## START TEXT BLOCK

In spring 2018 he retired from active service and began a consulting career with focus on financial/IT processes. He joined Slinger Bag in the summer of 2019 as a consultant and in April 2020 was appointed Chief Financial Officer of Slinger Bag.
Professional History of Juda Honickman
Juda Honickman is Chief Marketing Officer for Slinger Bag Inc. Juda joined Slinger Bag in October 2017 to lead product design and overall strategy for the company’s pre-sale crowdfunding initiative, which exceeded its goal by 2,600%. He is responsible for overseeing the planning, development and execution of the Company’s marketing and advertising initiatives along with ensuring that the Company’s offering and brand messaging is distributed across all channels and is effectively targeting audiences in order to meet sales objectives. In his role, Juda oversees the global communications of Slinger’s brand, including consumer insights, digital marketing, creative development, agency management, marketing effectiveness, social responsibility, sponsorships, media and employee communications. Juda previously served as The Director of Marketing and Strategy for a global legal tech company and before that oversaw marketing and sales for an innovative consumer tech business.
Professional History of Mark Radom
Since September 2019, Mark Radom has been general counsel of Slinger Bag Inc. Mr. Radom has also served as general counsel of The Greater Cannabis Company, Inc. and from February 2010 through July 2015, general counsel and chief carbon officer of Blue Sphere Corporation. From 2009 through 2010, Mr. Radom was managing director of Carbon MPV Limited, a Cyprus company focused on developing renewable energy and carbon credit projects. From 2007 to 2009, Mr. Radom was general counsel and chief operating officer of Carbon Markets Global Limited, a London-based carbon credit and renewable energy project developer. Mr. Radom has extensive experience in business development in the renewable energy and carbon credit sectors. He has sourced over U.S. $100,000,000 in renewable energy, industrial gas and carbon credit projects and managed many complex aspects of their implementation. He was legal counsel for a number of carbon and ecological project developers and was responsible for structuring joint ventures and advising on developing projects through the CDM/JI registration cycle and emission reduction purchase agreements under the auspices of the Kyoto Protocol. Prior to this, he worked on Wall Street and in the City of London as a US securities and capital markets lawyer where he represented sovereigns, global investment banks and fortune 500 companies across a broad range of capital raising and corporate transactions. He is a graduate of Duke University and Brooklyn Law School. Mr. Radom is admitted to practice law in New York and New Jersey and speaks fluent Russian.

## END TEXT BLOCK
## START DATA LISTING

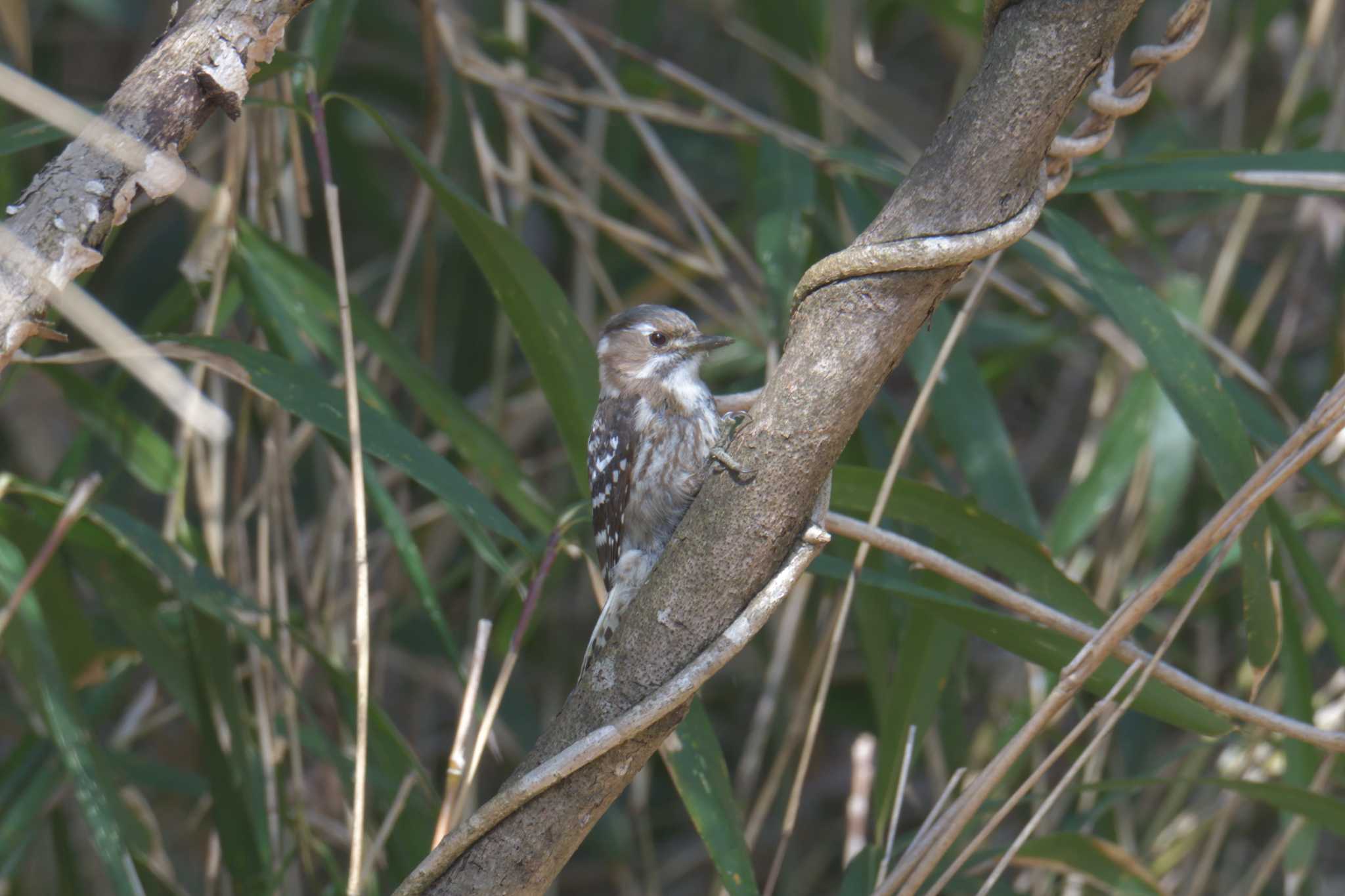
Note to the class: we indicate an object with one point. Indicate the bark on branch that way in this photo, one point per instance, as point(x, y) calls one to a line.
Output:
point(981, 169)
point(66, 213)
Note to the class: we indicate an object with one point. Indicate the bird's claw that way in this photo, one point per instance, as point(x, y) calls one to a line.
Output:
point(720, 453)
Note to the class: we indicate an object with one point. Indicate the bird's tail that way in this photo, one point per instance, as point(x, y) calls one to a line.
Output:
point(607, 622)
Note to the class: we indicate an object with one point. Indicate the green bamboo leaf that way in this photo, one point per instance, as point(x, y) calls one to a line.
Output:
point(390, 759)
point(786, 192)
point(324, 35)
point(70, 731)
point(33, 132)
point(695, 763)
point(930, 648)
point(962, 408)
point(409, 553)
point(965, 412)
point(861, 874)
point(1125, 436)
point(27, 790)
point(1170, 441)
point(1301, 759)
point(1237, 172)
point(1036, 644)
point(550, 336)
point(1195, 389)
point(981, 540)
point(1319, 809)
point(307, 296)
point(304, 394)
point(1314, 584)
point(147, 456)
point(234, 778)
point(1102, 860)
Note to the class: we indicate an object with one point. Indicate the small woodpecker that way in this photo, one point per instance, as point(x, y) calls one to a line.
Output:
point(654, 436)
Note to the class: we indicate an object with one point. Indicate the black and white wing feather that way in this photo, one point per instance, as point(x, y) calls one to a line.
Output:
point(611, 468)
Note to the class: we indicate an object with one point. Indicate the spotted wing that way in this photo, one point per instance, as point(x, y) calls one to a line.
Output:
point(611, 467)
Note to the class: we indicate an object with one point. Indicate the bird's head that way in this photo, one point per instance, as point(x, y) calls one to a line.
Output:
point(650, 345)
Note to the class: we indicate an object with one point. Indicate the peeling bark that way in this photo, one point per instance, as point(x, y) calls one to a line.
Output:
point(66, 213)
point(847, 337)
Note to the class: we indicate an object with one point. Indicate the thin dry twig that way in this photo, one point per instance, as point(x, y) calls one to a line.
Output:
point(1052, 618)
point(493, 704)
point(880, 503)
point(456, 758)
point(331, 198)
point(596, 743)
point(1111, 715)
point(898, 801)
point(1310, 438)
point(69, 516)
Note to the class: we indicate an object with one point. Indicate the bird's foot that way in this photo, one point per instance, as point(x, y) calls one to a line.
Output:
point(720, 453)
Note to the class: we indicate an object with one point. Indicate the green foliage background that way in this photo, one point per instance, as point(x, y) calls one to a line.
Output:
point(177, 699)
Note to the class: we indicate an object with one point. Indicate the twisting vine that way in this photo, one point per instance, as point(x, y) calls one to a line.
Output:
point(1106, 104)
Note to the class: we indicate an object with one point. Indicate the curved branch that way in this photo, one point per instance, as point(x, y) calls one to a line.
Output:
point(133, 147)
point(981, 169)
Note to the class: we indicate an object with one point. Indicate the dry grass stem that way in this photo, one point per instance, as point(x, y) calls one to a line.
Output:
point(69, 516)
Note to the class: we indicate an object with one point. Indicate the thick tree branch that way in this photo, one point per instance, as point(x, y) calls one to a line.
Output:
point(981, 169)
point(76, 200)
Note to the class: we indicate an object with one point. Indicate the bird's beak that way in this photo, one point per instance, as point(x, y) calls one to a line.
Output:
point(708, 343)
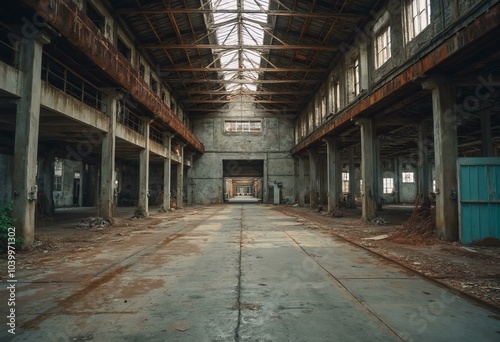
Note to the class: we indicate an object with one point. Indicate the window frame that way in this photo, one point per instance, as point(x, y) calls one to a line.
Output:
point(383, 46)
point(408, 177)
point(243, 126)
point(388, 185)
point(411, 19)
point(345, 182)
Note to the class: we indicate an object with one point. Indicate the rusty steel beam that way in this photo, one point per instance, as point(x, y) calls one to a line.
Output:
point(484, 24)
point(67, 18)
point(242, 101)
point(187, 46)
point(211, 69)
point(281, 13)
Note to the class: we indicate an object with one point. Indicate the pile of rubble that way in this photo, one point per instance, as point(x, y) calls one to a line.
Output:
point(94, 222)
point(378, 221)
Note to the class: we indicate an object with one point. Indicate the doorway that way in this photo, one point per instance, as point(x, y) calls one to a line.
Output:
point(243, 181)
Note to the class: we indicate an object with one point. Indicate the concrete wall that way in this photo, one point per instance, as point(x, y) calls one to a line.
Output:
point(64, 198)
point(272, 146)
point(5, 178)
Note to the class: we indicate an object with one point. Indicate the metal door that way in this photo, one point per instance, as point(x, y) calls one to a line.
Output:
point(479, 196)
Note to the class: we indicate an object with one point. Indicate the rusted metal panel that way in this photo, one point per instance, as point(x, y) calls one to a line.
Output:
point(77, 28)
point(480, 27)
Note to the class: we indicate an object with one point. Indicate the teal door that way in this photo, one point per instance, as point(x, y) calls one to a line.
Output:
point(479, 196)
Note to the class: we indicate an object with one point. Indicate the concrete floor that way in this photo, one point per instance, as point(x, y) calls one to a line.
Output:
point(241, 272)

## END DATA LISTING

- CHALLENGE
Set down, word for word, the passage of the Slinger Bag executive profiles starting with "In spring 2018" and going on through "of Slinger Bag.".

- ANSWER TO THIS EXERCISE
In spring 2018 he retired from active service and began a consulting career with focus on financial/IT processes. He joined Slinger Bag in the summer of 2019 as a consultant and in April 2020 was appointed Chief Financial Officer of Slinger Bag.